THE REQUEST —
Return each line of the rows below that contains the string "roof".

Rows from a data source:
******
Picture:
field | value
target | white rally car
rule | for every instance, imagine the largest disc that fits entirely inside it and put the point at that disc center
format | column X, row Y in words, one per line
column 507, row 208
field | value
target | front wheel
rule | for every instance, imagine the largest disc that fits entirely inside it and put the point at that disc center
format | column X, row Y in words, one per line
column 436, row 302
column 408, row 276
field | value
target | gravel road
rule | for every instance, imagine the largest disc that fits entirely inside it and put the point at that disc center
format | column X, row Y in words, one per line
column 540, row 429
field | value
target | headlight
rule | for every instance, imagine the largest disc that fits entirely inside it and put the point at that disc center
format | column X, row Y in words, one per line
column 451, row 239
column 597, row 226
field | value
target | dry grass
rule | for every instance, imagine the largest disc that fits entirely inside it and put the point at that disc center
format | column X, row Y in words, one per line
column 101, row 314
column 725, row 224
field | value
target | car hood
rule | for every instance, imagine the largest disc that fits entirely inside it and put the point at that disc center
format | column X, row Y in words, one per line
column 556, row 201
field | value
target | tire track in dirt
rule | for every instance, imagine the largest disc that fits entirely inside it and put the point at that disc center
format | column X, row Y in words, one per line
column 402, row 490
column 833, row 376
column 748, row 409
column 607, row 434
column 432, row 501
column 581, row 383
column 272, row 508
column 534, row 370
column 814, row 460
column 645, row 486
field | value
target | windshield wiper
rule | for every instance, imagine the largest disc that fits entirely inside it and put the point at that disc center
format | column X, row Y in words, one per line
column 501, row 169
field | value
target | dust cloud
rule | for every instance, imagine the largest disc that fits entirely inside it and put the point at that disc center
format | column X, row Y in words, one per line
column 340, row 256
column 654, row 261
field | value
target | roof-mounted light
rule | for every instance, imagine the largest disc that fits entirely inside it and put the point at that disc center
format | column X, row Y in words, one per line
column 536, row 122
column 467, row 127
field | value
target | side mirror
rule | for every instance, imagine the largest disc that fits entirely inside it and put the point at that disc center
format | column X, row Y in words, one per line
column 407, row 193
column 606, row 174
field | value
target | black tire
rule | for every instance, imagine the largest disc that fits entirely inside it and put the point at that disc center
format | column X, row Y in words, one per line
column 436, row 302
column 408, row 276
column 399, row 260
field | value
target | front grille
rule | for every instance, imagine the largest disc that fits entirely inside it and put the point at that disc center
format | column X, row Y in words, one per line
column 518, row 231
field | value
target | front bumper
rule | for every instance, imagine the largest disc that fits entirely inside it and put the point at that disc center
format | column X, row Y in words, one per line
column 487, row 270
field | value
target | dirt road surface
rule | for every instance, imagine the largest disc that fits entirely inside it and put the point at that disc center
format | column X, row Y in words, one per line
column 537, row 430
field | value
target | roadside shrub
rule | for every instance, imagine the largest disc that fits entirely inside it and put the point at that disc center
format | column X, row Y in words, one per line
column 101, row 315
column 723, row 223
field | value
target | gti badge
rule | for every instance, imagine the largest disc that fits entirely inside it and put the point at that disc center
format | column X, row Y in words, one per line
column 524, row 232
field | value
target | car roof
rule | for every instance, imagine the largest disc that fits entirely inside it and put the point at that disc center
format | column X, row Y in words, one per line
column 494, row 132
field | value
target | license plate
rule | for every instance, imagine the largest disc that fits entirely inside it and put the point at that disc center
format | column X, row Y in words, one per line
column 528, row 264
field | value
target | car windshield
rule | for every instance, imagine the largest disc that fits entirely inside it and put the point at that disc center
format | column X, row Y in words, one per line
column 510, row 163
******
EXPECTED OUTPUT —
target | roof-mounted light
target | car roof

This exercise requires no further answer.